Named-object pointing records
------------------------
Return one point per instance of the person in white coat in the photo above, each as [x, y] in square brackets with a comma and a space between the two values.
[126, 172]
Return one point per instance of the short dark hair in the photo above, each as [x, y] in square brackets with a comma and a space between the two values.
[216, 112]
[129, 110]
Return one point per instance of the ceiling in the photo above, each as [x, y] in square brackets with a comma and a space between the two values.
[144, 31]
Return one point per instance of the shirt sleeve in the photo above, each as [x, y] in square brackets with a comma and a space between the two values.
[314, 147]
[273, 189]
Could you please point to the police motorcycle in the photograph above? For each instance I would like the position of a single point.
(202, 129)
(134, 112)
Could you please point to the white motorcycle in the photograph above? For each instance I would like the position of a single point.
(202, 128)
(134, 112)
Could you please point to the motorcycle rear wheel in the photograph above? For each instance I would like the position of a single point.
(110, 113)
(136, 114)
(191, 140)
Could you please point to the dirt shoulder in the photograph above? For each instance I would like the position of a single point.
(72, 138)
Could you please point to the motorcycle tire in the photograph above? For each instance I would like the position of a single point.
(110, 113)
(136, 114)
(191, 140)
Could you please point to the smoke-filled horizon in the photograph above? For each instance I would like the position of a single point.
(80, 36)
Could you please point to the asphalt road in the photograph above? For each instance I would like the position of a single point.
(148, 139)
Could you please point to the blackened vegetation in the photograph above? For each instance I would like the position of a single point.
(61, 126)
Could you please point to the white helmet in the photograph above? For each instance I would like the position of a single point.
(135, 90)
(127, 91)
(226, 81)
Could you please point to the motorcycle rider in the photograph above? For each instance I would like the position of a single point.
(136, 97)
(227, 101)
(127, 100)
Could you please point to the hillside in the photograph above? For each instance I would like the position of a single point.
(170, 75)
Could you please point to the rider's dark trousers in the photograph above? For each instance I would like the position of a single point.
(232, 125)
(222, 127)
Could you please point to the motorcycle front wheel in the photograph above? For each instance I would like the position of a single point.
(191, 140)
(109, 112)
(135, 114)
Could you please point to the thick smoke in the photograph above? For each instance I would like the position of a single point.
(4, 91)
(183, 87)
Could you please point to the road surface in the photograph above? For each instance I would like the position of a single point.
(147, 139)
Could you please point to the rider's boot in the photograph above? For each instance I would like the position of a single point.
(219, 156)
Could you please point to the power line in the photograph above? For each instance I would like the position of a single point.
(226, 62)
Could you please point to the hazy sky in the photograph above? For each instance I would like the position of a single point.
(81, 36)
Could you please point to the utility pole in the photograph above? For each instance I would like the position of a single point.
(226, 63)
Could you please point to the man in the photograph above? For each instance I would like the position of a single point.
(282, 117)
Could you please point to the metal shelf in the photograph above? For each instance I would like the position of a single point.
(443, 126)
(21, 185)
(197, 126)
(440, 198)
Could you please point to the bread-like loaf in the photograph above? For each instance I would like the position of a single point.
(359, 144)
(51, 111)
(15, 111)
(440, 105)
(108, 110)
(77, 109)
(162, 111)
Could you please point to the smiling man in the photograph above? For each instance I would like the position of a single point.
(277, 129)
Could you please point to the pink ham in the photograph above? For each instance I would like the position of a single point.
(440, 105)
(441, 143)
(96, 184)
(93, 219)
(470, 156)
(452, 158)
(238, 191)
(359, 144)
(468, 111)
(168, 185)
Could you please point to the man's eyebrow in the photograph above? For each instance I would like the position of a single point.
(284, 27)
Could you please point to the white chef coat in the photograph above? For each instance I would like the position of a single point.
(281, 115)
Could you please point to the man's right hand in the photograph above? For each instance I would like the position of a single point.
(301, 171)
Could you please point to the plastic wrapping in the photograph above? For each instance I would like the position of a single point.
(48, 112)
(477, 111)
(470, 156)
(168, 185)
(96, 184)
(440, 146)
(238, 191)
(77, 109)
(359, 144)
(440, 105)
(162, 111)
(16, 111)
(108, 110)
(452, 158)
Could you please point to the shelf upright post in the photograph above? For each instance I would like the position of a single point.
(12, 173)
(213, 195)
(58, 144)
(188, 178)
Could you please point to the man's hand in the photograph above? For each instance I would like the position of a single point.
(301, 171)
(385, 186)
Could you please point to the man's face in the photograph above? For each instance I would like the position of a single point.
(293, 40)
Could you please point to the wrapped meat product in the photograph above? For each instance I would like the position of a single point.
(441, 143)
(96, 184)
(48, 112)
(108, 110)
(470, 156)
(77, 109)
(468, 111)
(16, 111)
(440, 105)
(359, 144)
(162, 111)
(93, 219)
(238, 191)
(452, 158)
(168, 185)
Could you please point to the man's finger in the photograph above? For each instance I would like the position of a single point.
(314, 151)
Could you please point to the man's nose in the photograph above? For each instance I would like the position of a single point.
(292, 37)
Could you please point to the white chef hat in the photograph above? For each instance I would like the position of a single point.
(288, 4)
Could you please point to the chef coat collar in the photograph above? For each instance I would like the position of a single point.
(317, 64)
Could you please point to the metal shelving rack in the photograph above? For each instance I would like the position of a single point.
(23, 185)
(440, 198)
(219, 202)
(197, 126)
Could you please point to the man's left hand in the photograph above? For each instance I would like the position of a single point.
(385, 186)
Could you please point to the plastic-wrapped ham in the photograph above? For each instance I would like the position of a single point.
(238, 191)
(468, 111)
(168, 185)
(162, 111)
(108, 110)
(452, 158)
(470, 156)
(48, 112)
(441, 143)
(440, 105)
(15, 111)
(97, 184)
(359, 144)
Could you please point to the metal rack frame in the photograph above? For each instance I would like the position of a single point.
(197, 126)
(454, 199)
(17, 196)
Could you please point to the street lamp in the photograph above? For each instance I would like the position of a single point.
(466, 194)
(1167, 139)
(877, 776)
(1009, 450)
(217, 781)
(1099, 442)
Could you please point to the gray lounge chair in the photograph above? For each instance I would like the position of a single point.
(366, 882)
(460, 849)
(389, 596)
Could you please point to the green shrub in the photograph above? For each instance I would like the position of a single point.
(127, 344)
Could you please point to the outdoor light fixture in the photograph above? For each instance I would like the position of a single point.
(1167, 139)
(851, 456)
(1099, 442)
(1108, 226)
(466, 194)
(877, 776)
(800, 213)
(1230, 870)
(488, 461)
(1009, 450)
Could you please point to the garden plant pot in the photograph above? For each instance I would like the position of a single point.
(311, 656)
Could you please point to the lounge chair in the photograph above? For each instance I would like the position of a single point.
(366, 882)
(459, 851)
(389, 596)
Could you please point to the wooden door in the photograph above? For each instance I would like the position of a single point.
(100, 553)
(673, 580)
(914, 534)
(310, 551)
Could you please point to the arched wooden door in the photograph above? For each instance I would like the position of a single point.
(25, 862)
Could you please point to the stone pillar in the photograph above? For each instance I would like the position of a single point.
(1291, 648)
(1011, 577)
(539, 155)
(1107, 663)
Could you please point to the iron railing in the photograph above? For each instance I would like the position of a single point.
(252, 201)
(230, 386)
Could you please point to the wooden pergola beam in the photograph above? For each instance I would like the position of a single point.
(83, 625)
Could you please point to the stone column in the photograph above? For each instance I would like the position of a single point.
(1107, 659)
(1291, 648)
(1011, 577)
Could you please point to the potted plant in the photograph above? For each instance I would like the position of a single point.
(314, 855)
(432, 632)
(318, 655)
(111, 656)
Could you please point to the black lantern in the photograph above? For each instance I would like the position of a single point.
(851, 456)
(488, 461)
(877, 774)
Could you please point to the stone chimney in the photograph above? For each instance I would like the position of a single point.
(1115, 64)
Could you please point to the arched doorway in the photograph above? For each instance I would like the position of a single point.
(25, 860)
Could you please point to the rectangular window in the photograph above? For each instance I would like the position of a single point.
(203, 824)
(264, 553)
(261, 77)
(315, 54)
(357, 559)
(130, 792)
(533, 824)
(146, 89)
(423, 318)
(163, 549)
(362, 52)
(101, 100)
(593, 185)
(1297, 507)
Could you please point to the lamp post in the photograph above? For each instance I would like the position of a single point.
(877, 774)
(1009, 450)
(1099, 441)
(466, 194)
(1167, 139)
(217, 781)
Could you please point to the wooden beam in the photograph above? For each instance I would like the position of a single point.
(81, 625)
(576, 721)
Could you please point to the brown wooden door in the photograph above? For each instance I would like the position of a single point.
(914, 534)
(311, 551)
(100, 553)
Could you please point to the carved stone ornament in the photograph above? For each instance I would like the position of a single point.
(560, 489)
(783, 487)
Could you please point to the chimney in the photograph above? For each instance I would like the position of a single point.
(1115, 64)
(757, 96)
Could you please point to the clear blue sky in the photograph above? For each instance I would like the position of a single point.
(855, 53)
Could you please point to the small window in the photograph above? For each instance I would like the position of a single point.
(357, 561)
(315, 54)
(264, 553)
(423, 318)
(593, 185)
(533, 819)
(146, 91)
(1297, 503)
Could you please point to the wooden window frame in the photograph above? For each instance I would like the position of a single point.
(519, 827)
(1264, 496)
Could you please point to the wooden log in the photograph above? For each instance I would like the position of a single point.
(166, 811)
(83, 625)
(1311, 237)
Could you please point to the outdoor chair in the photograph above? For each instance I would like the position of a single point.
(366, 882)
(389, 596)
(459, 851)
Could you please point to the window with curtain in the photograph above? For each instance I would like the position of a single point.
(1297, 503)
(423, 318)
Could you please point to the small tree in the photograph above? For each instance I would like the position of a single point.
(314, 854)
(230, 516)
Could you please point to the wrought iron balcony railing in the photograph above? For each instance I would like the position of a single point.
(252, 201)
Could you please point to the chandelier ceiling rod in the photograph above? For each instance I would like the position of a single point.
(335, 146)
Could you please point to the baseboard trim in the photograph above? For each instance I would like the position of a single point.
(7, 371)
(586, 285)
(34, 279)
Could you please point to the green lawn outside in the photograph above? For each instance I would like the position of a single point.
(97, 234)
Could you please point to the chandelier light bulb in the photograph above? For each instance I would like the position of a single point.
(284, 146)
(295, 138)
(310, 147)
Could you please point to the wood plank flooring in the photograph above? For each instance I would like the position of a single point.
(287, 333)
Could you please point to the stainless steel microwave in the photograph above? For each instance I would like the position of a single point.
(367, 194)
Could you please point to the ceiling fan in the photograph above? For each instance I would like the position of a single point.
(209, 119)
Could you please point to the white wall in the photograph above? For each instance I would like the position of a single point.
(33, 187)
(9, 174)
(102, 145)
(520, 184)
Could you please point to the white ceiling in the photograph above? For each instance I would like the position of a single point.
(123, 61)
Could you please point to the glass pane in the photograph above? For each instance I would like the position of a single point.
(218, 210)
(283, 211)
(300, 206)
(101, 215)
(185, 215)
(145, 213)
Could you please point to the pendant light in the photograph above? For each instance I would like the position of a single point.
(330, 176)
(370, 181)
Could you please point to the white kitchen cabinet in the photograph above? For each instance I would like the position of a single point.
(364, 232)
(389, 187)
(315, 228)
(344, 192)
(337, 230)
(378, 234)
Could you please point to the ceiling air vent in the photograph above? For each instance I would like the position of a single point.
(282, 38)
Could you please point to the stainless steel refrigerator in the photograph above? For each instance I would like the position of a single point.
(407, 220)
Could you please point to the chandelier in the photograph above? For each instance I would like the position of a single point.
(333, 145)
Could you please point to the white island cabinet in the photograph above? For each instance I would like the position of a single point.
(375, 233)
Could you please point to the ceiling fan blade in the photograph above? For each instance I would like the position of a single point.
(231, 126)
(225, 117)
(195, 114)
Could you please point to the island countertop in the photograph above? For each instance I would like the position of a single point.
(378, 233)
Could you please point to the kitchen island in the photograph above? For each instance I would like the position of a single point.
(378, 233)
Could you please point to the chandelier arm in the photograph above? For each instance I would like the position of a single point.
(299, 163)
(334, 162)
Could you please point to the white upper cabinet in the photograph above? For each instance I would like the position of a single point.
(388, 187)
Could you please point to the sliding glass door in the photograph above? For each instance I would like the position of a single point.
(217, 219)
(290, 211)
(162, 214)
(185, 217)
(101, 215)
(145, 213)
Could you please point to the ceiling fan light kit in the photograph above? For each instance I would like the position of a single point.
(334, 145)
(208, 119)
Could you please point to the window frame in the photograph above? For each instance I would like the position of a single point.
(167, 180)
------------------------
## THE EXERCISE
Give the lines from the one containing "Could you please point to the ceiling air" through the end of the entries again, exactly as written and with no other lines.

## WRITTEN SOLUTION
Could you please point to the ceiling air vent in the photograph above? For each instance I would like the position of a single point.
(282, 38)
Could you please point to the stainless steel refrigerator in the photograph above? For each instance I would like the position of a single point.
(407, 220)
Could you please point to the chandelier in the photograph above? For each instance I would like the position of a single point.
(333, 145)
Could you please point to the white island cabinet in the photograph above? For each instance I would like the position of a single point.
(375, 233)
Could you please point to the ceiling fan blade in the photograph above? For each instance I would like the position of a single point.
(231, 126)
(225, 117)
(195, 114)
Could you please point to the island countertop in the photograph above? For each instance I would like the position of a single point.
(378, 233)
Could you please point to the kitchen island in the photograph above? For each instance I would like the position of a single point.
(378, 233)
Could you please point to the chandelier arm in the photograph above? For each instance I would like the position of a single point.
(299, 163)
(334, 162)
Could you please point to the white upper cabinet in the photograph above? For each instance I would like the position of a single point.
(388, 187)
Could you please point to the sliding glass door in the photograph above? For each instance I would like the position of a single point.
(217, 219)
(290, 211)
(162, 214)
(185, 217)
(101, 215)
(145, 213)
Could you please point to the ceiling fan light kit in the photograph above? For each instance I would like the position of a single point.
(334, 145)
(208, 119)
Could you please point to the window frame in the photograph above? For each instance I would like the position of a single point.
(167, 180)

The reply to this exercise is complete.